Given request:
Working from the line that contains "Q: For each instance of the ocean" down to the last line below, repeat each line exactly.

-- begin Source records --

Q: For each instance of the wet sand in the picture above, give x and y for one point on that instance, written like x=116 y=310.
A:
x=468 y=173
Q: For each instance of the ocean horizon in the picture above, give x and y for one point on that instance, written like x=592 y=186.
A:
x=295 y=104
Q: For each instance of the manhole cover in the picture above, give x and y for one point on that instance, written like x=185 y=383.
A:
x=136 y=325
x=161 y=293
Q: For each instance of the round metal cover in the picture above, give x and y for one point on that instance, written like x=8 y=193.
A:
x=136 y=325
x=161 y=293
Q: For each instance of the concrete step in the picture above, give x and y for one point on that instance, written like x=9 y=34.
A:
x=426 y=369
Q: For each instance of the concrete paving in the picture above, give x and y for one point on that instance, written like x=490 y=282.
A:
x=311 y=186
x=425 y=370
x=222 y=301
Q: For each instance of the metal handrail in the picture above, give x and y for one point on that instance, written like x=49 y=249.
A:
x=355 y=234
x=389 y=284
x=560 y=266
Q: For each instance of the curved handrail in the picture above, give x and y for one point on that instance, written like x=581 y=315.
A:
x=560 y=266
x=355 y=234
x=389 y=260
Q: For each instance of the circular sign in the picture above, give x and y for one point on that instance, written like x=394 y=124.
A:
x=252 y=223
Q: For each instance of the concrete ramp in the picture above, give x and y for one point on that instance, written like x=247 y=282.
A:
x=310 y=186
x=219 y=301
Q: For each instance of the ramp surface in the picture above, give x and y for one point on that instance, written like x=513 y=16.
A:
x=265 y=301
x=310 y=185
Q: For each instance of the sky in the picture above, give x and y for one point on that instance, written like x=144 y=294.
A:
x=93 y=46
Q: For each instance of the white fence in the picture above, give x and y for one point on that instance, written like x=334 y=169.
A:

-- end Source records --

Written reply:
Q: For each instance of the ocean horizon in the picture above, give x and y for one point on that instance, written like x=592 y=186.
A:
x=295 y=104
Q: For each instance of the manhole cover in the picture above, give x and y for one point on that instance, written like x=185 y=383.
A:
x=136 y=325
x=161 y=293
Q: For each instance of the round metal cover in the picture above, give x and y for one point on that instance, written like x=8 y=193.
A:
x=136 y=325
x=161 y=293
Q: For each instance of the concrete step in the picture above, give x and y for one point on that instance, written like x=9 y=34.
A:
x=426 y=369
Q: For each instance of the concrete paving in the picture above, give x and y for one point on that instance, written like x=490 y=282.
A:
x=311 y=186
x=425 y=370
x=222 y=301
Q: For each instance of the metal handrail in the picture above, give x and y for one point on that instance, written like x=49 y=249.
A:
x=355 y=234
x=389 y=284
x=560 y=266
Q: For each instance of the curved handrail in the picture above, give x and y for one point on that instance, written like x=581 y=315.
A:
x=560 y=266
x=355 y=234
x=389 y=260
Q: For each instance of the circular sign in the picture above, give x and y for one point on that instance, written like x=394 y=124.
A:
x=252 y=223
Q: For each instance of the concrete ramp in the picture above, give x and y for one point on that instance, written like x=247 y=282.
A:
x=310 y=186
x=219 y=301
Q: For each instance of the ramp surface in the picture above, give x and y for one point on that instance, written like x=513 y=16.
A:
x=265 y=301
x=310 y=185
Q: For each instance of the sky in the picture above, give x and y for one point on that instance, written like x=144 y=294.
A:
x=93 y=46
Q: For each instance of the white fence in the picture above, give x and y for one point on that instance, written like x=334 y=169.
A:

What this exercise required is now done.